Proceed with the forum thread about wiring fans and an amp through a relay in a car, continuing it from the point where it stops.

### [EXCERPT PROVIDED]
* * * * *

Because I am not sure if the diagram I created is 100% accurate I would like anyone on here to take a look at it and correct me on anything that is wrong so I don't burn my car down or fry something.

Thanks in advance!


----------



## Horsemanwill (Jun 1, 2008)

This book should help with anything that you need.

http://www.davebarton.com/pdf/RelayGuide.pdf

with that said make sure since you plan on having the fans run constant that you get some really quiet ones. i've always wanted to use a temp controlled fan type system. something like you see in PC rigs.


----------



## Blistered1 (Jan 6, 2018)

These are the fans i'll be getting for the application. By design they should be pretty quite. 









I plan on adding an on/off switch at some point so I can just flip the fans and amp on when ever I feel like jamming.


----------



## Blistered1 (Jan 6, 2018)

After reading through the PDF you sent I can see that nothing in my diagram is wrong but it also doesn't show enough to confirm everything on my diagram should be right. Can you or anyone tell by the diagram I have made if this will work? 

Also, after reading your post I decided that it would be essential to add and on/off switch for the fans so I have updated the diagram picture on the original post to reflect that.


----------



## Horsemanwill (Jun 1, 2008)

* * * * *

### [MATERIAL PROVIDED]
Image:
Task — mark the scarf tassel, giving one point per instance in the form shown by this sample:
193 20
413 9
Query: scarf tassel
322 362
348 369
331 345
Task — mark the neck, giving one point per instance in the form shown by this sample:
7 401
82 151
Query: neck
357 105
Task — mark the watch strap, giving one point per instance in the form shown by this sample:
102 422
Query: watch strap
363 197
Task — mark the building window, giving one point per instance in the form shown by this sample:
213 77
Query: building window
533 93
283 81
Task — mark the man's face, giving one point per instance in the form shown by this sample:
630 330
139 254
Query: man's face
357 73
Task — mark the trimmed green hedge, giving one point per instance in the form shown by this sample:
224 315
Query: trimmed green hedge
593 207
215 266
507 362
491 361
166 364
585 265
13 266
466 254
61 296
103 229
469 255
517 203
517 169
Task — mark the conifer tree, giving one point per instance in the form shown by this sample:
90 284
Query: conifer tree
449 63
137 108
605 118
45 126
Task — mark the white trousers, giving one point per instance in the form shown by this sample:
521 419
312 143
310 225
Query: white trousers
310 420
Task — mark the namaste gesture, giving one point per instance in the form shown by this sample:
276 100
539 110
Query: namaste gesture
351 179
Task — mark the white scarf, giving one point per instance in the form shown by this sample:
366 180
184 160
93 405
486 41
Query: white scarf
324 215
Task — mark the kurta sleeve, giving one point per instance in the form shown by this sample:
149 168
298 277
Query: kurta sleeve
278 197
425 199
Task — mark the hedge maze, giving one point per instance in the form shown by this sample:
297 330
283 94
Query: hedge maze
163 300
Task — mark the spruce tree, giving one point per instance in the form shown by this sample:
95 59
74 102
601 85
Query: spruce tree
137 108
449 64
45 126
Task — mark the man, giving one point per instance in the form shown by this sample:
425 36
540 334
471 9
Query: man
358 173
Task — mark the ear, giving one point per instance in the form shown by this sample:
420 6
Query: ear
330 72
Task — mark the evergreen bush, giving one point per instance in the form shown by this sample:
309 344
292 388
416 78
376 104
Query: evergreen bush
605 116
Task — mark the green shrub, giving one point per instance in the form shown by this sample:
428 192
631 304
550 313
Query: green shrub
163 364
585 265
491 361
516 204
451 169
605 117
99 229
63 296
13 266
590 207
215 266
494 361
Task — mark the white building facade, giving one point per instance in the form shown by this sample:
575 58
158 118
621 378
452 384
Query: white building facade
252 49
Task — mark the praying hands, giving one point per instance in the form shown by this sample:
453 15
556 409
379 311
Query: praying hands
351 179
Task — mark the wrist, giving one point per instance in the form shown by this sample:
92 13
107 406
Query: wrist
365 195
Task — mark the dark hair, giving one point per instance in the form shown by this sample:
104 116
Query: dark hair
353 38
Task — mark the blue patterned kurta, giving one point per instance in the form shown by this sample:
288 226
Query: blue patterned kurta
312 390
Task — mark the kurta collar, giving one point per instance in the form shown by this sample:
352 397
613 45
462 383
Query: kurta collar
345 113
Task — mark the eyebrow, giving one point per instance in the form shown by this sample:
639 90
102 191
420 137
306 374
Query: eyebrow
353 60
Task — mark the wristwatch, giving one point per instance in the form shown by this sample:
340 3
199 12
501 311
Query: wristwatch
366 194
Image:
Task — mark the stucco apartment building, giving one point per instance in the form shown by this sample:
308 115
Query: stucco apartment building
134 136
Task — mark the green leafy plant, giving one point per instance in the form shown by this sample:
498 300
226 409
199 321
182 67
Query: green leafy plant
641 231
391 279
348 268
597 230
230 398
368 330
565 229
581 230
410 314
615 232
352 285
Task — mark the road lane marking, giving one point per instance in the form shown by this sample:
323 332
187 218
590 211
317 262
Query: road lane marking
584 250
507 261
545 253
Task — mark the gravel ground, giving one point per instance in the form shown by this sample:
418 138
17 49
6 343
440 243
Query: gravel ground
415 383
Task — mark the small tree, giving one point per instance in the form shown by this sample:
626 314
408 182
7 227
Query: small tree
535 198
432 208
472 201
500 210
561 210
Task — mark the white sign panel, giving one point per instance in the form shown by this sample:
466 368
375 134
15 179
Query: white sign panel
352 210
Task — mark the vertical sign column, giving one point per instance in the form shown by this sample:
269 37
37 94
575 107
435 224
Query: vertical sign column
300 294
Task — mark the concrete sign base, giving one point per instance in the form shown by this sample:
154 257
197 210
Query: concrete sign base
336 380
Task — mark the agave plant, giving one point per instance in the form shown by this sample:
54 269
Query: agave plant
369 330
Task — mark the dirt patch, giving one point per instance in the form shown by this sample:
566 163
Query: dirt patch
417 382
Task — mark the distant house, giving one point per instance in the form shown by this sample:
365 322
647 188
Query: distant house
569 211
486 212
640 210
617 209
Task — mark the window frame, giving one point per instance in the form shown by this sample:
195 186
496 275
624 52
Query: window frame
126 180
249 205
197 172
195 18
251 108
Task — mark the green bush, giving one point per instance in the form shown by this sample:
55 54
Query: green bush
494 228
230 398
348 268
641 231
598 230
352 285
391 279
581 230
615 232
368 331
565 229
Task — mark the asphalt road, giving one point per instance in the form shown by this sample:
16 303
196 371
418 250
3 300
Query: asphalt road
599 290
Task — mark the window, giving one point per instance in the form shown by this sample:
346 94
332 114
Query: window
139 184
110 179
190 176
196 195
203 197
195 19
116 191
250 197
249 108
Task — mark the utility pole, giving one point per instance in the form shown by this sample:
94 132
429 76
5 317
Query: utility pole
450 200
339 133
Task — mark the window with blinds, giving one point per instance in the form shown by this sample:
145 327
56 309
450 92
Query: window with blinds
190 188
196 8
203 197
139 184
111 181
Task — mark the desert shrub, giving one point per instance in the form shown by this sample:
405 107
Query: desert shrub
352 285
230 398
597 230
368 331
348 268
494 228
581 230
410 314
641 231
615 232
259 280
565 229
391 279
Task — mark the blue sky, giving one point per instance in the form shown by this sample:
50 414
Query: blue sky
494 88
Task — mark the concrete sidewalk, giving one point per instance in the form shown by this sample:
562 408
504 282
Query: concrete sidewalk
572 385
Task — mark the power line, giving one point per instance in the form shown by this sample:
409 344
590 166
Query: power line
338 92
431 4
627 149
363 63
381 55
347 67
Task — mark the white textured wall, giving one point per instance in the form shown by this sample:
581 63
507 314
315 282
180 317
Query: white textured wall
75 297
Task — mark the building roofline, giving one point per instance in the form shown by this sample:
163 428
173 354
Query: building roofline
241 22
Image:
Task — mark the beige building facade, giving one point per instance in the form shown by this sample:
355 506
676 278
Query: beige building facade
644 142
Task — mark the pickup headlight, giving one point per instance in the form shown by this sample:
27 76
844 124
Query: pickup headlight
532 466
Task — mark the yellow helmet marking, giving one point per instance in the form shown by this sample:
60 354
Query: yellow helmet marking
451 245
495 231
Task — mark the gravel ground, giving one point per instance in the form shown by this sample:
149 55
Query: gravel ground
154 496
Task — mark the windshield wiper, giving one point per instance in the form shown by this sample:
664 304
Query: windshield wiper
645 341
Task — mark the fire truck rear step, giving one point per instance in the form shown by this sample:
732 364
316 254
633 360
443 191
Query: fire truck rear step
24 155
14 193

* * * * *

### [ANSWER FOR THE TASK]
if you're adding a switch you don't really need the relay just make sure your main power wire to the switch is fused and don't use the remote wire.

but the correct diagram in the guide is on page 31 the first diagram


----------



## FordEscape (Nov 23, 2014)

I'd not switch both power and ground to the fan. I'd use a simple SPST switch on the power to the fan and run the fan ground to constant chassis ground. A cheap SPST switch with a built-in indicator light showing when the fan is 'on' might be preferable.

IMHO all grounds should always be constant to chassis, never 'switched'.

The rare exception being ground-switched circuits where the power is constant - not at all a common situation and not what you have/need here.


----------



## Blistered1 (Jan 6, 2018)

Alright, I think I have the confidence to do this project now. So I should give everything its own constant chassis ground. 

I think I still might keep the relay even though i'm going to be adding a toggle switch for the fans just in case I forget to turn the fans off and run the battery dead.

I have updated the diagram in the original post hopefully for the last time. haha

Thanks for the help, wish me luck.

EDIT: Also, should 16g wire work for this application? Or should I get something a little bigger?


----------



## Locomotive Tech (May 23, 2016)

Just curious, why not upgrade the amp too?


----------



## trahilaloid (Jan 7, 2018)

Lol that's so wrong head unit goes to 85 86 goes to amp then the amp has a ground completes that circuit then batt 12v then fuse then goes to 30 87a goes to fan then ground fan all grounds don't have to go to the same place either so that's key on then the fan kicks on same way I just wired my trailer brakes and you don't have to use the head unit wire you can use a key on 12 v wire 

Sent from my XT1609 using Tapatalk


----------



## trahilaloid (Jan 7, 2018)

The relay is the whole point on not having a switch it turns of when you turn the key off

Sent from my XT1609 using Tapatalk


----------



## trahilaloid (Jan 7, 2018)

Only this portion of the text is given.